- _Given text_:
---+---
Closed shannonwells closed 2 years ago
@aramikm My understanding that we don't have production
profile set up at the moment. I only see profile.release configured, so this will not work:
cargo build --profile=production --features runtime-benchmarks
Instead, I am planning to compile the binary this way on the referenced hardware prior to running benchmarks:
cargo build --release --features runtime-benchmarks
/cc @saraswatpuneet
@wilwade Per this acceptance criteria:
As the repo, I should block merging until I must have the weights updated as the last commit if anything changes that might change the weight (rust files?)
What if we kick off the benchmarking CI job when files matching certain glob pattern get updated? A developer would still be able to trigger it manually with some predefined action (maybe by entering a slash command /update-weights
in a comment?), though. Basically, there will be these two action triggers for benchmarking:
@demisx I think we can just go with manual kickoff for now. We could likely create a glob that could do it, but then we would end up triggering it a lot of extra times.
@wilwade Understood. Will stick with the manual trigger for now.
Per @jacobmfoley:
AWS Credentials: You can either configure the cli to use SSO as described here: https://docs.aws.amazon.com/cli/latest/userguide/cli-configure-sso.html. click on the link as shown in the attached screenshot.
Region: us-east-2
EC2: if starting an instance, launch into private subnet (no public IP addresses), add an owner tag, specify what the purpose of the machine is in the name and or tags, and stop the instance/clean up after you're done.
Here is the proposed approach (high-level). Please let me know your feedback, so I can move forward.
@demisx I think in general that looks good. I think the only thing I wonder is if it is worth blocking the dev branch from additional commits instead of just watching for additional commits and stopping the runner if it finds any. I think watching is better, but it might just be easiest to get up and running by not blocking or watching, but instead just fail out if when commit time comes if the head has changed.
PR blocking can happen via a Commit status API: https://docs.github.com/en/rest/commits/statuses
@demisx One other thing. We should likely limit the commit to just LibertyDSNP org members. That way we can run them on forked PRs, but others cannot trigger it.
@wilwade Thank you for your feedback. Here are my early morning coffeeless brain thoughts:
I think in general that looks good. I think the only thing I wonder is if it is worth blocking the dev branch from additional commits instead of just watching for additional commits and stopping the runner if it finds any.
Great point. If understand correctly, you mean we can utilize the GitHub concurrency group here and have GH cancel running actions if newer commits are pushed to the same ref
.
I think watching is better, but it might just be easiest to get up and running by not blocking or watching, but instead just fail out if when commit time comes if the head has changed.
I was originally thinking of this approach, then my concern was what if a developer pushes a new commit while the action is still running (which may take a while)? Do we simply let the old commit in CI fail? What if it was a simple readme file update? The previous weights would be still valid. But, if the benchmarking dependent code was updated instead and the developer didn't include /run-benchmarks
slash command then the previously calculated weights may not be valid anymore. Seemed like too many edge cases could arise with this approach. However, if we use concurrency
group and let the running action to be abandoned when a new commit is pushed, then I believe we don't have this problem as each new commit will kick off a new run. I would definitely start with the simplest approach.
---+---
- _Supplied records_:

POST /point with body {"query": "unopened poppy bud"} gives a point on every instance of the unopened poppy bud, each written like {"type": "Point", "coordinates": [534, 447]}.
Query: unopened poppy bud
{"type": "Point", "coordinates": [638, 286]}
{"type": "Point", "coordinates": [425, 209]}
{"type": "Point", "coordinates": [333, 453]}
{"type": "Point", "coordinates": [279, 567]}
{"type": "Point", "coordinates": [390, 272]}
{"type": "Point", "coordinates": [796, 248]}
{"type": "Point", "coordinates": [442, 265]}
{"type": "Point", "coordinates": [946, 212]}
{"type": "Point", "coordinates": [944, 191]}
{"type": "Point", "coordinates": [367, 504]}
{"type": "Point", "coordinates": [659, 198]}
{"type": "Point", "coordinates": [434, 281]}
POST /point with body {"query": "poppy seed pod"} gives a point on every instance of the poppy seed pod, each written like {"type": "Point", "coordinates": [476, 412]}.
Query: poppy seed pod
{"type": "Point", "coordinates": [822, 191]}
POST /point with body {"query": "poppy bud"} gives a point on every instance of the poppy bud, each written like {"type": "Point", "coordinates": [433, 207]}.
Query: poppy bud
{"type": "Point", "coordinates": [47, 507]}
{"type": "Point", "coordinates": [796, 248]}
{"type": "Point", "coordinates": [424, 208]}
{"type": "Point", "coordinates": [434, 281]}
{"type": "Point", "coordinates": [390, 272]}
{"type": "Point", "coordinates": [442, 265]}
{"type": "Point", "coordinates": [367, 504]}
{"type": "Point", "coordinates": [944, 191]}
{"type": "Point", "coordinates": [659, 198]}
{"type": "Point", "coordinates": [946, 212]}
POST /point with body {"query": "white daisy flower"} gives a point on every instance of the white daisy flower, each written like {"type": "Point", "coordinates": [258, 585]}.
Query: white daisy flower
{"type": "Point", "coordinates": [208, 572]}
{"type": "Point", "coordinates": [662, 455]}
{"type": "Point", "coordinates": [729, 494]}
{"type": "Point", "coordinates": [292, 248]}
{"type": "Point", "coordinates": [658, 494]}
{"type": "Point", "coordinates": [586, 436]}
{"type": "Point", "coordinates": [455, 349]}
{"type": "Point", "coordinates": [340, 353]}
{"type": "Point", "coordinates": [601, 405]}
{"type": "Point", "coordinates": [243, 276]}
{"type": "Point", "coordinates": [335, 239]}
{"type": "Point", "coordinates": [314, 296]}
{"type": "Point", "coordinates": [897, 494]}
---+---
- _Exercise goal_:
List every username that the benchmarking thread above mentions with an @ sign, giving each name once.

- _Reply_:
aramikm, saraswatpuneet, wilwade, demisx, jacobmfoley